Go through the entries below and print each one exactly, leaving out pictures.

+++

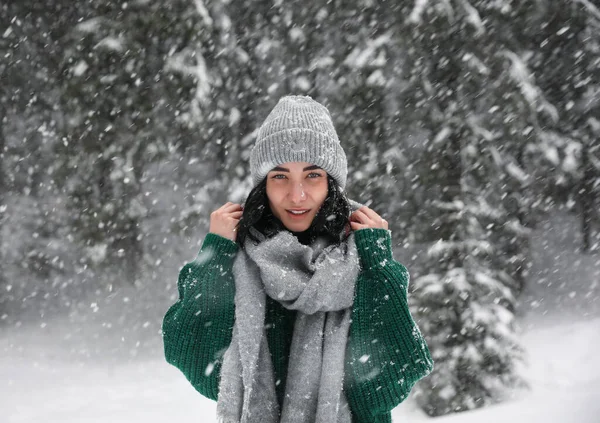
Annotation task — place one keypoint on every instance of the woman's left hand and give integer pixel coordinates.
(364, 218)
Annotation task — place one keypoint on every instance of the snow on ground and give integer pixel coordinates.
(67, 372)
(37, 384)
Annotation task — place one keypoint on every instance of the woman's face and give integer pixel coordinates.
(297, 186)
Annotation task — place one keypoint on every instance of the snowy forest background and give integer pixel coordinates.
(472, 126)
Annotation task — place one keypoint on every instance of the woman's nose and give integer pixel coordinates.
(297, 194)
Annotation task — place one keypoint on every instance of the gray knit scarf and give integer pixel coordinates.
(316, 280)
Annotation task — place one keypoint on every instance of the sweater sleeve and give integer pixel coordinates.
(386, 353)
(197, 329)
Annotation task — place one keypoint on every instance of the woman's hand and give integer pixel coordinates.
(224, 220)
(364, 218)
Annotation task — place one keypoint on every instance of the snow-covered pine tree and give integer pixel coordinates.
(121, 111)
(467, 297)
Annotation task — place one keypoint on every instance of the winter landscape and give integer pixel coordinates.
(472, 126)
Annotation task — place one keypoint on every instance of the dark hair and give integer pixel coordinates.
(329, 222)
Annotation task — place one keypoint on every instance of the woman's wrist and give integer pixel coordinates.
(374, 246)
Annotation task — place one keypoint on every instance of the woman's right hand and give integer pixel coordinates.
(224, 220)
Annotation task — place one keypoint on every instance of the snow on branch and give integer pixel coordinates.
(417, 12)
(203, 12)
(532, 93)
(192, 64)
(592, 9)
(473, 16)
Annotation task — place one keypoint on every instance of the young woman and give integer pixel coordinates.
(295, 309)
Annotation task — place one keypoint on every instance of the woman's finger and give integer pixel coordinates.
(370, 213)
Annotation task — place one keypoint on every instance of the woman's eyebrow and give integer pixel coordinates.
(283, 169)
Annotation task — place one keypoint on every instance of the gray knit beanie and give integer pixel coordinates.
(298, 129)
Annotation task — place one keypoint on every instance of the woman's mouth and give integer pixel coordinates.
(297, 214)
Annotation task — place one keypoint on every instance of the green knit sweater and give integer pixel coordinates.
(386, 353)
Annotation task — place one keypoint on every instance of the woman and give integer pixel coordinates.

+++

EXERCISE ANSWER:
Annotation task — place one keypoint on every instance of the woman's left hand and give integer pixel coordinates.
(364, 218)
Annotation task — place one keypoint on every instance of the snow on ground and give integer pixel coordinates.
(67, 372)
(37, 384)
Annotation task — place one keypoint on every instance of the woman's face and give integer pixel coordinates.
(297, 186)
Annotation task — place one keypoint on every instance of the snowy forest background and give integer pixel coordinates.
(472, 126)
Annotation task — place one keypoint on every instance of the woman's nose and give integer pixel coordinates.
(297, 194)
Annotation task — place one keypoint on every instance of the gray knit scarf and give integer pixel coordinates.
(316, 280)
Annotation task — place one keypoint on every instance of the sweater sleeve and give integer pixel coordinates.
(386, 353)
(197, 329)
Annotation task — place one keypoint on every instance of the woman's hand and give integer pixel coordinates.
(224, 220)
(364, 218)
Annotation task — place one keypoint on every instance of the snow-covered pine tree and give integer pixel coordinates.
(121, 111)
(467, 297)
Annotation task — place one keypoint on every instance of the winter landscape and give integer pixel coordinates.
(472, 126)
Annotation task — place one keypoint on every instance of the dark hair and give integer pixel coordinates.
(329, 222)
Annotation task — place one keypoint on every instance of the woman's wrist and give integer pixel coordinates.
(374, 246)
Annotation task — place one keypoint on every instance of the woman's right hand and give integer pixel coordinates.
(224, 220)
Annotation task — place one keypoint on every instance of the snow on branch and give integer pixel coordinates.
(417, 12)
(203, 12)
(532, 93)
(192, 64)
(592, 9)
(473, 16)
Annotation task — place one keypoint on every instance of the young woman and give integer pixel coordinates.
(295, 309)
Annotation task — place one keypoint on every instance of the woman's finger and give integer pixel coordinates.
(370, 213)
Annotation task — place one keypoint on every instance of the woman's eyebrow and give integer pixel coordinates.
(283, 169)
Annotation task — place one keypoint on every instance of the gray knit beanie and give integer pixel coordinates.
(298, 129)
Annotation task — place one keypoint on every instance of the woman's mouth and give integer pixel coordinates.
(297, 214)
Annotation task — place one keypoint on every instance of the green knit sweater and give integer pixel coordinates.
(386, 353)
Annotation task — place one keypoint on every instance of the woman and give integer pixel coordinates.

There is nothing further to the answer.